ENTRIES PROVIDED
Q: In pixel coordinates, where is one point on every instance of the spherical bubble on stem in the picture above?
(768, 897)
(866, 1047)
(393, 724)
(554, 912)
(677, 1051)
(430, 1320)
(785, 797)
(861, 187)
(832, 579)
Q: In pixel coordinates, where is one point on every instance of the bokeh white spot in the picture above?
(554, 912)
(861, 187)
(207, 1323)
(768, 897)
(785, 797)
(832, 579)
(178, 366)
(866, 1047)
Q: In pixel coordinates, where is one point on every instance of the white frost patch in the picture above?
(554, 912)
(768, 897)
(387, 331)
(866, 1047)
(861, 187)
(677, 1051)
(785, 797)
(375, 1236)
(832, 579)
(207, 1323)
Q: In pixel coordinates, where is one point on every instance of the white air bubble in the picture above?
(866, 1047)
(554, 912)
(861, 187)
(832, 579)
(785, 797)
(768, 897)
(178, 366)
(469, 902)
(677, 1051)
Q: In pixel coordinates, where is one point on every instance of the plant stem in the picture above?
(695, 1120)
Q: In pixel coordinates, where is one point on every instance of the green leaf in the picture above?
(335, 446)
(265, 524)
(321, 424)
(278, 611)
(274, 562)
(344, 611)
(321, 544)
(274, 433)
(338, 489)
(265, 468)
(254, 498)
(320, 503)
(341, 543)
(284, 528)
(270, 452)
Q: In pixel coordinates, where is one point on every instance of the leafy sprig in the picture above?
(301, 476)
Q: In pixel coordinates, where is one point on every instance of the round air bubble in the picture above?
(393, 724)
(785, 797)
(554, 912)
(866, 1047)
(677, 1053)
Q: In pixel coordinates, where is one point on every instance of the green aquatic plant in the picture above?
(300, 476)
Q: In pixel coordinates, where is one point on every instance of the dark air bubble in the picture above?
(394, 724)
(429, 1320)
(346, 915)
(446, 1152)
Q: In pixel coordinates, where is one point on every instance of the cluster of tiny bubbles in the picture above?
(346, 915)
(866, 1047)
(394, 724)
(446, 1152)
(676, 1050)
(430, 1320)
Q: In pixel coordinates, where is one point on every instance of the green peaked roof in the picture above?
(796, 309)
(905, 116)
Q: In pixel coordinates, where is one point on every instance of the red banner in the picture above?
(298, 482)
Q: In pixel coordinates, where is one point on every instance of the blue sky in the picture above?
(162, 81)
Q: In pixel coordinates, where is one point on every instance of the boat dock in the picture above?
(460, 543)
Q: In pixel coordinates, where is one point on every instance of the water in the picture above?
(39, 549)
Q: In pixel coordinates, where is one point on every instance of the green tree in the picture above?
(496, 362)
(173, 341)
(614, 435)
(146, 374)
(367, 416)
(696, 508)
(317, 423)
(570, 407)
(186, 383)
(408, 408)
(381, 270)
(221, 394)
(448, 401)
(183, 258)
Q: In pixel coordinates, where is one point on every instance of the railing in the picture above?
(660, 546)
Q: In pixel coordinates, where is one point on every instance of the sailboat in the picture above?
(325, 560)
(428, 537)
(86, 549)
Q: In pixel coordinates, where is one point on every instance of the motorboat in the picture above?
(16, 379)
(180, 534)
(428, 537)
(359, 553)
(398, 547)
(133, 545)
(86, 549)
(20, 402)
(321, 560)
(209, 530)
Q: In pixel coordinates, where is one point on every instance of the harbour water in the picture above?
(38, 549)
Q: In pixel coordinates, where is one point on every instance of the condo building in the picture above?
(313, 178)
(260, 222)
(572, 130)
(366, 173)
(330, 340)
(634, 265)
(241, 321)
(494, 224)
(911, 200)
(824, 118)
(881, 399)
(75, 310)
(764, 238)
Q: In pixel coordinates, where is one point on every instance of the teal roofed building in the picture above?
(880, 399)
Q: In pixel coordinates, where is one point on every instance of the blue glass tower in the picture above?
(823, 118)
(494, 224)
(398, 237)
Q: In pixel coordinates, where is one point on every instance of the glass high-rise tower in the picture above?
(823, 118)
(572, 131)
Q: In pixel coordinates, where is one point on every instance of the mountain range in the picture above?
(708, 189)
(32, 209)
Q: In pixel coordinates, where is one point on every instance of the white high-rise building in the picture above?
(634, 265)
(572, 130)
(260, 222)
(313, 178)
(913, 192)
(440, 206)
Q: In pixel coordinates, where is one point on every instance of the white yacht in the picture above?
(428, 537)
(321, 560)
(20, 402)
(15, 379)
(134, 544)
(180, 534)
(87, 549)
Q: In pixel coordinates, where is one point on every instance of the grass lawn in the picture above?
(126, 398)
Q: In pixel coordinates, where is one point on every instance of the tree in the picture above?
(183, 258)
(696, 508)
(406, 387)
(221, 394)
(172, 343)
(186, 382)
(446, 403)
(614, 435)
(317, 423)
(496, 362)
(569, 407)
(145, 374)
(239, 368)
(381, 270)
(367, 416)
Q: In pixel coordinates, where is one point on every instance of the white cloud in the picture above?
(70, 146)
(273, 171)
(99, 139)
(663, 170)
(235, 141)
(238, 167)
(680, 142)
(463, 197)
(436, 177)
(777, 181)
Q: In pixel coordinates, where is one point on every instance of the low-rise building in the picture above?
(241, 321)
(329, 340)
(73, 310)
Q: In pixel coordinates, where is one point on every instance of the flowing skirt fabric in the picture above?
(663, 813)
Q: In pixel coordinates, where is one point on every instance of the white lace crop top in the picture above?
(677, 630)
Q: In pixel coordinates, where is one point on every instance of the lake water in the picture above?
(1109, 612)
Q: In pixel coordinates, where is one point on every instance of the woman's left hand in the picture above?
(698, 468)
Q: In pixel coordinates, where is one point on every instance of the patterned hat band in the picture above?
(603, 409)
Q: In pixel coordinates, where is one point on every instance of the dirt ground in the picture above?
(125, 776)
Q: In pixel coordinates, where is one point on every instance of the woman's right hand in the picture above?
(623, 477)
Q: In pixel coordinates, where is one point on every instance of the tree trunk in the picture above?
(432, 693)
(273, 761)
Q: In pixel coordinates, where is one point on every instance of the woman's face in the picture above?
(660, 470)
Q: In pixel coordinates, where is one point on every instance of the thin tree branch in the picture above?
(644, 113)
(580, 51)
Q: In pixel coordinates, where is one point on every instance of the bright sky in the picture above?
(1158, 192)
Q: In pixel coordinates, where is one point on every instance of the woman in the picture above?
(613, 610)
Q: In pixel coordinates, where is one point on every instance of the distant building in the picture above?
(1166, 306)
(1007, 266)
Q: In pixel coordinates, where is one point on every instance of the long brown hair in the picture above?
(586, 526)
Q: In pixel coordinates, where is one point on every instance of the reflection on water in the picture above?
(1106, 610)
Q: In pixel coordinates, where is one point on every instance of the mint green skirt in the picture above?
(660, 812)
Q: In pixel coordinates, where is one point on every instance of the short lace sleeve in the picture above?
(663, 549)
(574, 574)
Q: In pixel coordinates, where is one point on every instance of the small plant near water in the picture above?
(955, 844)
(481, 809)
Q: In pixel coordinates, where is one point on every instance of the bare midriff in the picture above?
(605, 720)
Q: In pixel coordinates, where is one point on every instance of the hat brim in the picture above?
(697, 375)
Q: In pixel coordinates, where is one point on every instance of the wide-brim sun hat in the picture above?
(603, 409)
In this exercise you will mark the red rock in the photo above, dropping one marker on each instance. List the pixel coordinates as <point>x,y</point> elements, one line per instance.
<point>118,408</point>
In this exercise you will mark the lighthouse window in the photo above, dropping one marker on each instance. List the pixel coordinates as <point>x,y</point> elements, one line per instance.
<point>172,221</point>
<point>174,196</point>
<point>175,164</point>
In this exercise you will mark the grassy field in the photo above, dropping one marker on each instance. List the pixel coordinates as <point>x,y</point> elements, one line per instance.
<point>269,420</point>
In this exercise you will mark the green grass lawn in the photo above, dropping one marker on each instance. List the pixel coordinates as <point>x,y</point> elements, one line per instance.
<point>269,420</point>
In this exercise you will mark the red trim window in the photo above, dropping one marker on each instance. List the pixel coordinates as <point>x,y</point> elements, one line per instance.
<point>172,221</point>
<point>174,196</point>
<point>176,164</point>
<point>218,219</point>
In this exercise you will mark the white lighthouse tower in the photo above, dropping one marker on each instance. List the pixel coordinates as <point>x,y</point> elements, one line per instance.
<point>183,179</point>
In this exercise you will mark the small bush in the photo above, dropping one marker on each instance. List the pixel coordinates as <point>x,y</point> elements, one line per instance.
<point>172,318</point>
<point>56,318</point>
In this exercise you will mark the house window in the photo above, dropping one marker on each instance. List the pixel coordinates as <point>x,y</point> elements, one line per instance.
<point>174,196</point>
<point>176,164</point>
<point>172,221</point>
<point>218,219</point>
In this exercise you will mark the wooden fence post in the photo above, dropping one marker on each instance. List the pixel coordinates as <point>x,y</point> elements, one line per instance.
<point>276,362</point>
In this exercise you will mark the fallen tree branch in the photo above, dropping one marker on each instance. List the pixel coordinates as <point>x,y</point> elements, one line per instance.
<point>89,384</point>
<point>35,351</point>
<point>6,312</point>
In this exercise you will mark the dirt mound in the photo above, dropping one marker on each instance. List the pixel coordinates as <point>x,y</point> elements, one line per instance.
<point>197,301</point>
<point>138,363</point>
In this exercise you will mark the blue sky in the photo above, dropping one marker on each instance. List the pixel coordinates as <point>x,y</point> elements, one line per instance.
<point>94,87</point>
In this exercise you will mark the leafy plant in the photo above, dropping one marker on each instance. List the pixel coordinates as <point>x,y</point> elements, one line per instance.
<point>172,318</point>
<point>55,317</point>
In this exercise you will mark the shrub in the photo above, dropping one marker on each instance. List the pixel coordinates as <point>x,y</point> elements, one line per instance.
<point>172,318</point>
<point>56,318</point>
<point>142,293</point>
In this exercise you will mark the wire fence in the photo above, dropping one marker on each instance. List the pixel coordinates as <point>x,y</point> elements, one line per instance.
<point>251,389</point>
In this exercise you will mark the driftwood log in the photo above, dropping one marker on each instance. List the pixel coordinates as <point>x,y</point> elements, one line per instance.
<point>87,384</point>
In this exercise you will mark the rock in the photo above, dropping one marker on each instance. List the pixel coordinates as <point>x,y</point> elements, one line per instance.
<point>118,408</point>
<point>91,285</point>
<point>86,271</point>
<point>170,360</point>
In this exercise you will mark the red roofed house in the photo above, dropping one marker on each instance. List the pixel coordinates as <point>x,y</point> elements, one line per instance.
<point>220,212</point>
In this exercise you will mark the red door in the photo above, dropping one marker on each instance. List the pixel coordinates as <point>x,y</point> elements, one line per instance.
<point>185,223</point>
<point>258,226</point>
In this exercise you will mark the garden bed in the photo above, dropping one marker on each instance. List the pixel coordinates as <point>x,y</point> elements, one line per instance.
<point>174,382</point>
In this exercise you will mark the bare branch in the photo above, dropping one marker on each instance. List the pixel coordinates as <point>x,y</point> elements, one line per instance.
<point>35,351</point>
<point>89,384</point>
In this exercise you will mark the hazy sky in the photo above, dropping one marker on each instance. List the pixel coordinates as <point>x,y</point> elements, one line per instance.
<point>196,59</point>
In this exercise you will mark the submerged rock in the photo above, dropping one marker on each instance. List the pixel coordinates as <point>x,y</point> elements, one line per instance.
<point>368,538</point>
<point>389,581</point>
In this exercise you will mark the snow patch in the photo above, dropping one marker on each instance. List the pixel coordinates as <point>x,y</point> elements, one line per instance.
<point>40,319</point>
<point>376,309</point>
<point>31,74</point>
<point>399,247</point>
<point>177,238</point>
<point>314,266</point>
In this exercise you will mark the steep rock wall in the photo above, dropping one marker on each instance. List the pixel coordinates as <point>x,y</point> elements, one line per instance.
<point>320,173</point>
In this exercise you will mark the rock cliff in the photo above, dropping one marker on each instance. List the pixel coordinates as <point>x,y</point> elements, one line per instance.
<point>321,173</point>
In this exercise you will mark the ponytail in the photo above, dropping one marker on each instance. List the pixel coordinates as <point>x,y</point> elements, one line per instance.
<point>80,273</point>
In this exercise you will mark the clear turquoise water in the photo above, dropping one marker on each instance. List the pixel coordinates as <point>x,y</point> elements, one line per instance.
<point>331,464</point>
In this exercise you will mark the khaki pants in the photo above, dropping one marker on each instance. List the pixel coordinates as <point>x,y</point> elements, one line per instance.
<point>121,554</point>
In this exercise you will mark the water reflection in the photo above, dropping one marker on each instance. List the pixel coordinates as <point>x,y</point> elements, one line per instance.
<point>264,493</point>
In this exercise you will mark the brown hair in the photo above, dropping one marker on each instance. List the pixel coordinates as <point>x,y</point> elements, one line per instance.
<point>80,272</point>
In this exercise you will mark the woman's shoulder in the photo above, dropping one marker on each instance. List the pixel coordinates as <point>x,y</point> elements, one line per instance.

TASK DESCRIPTION
Write out exactly the lines starting with the one that holds "In this exercise you will mark the water" and running through the last line above.

RESPONSE AREA
In this exercise you will mark the water reflection in the photo above, dropping one marker on each instance. List the pixel coordinates as <point>x,y</point> elements, one line per instance.
<point>264,493</point>
In this exercise you will mark the brown hair in the photo above, dropping one marker on each instance. List the pixel coordinates as <point>x,y</point> elements, one line per instance.
<point>80,272</point>
In this exercise you will mark the woman's shoulder in the photo above, dropping one marker on each instance. List the pixel coordinates as <point>x,y</point> elements, one line per instance.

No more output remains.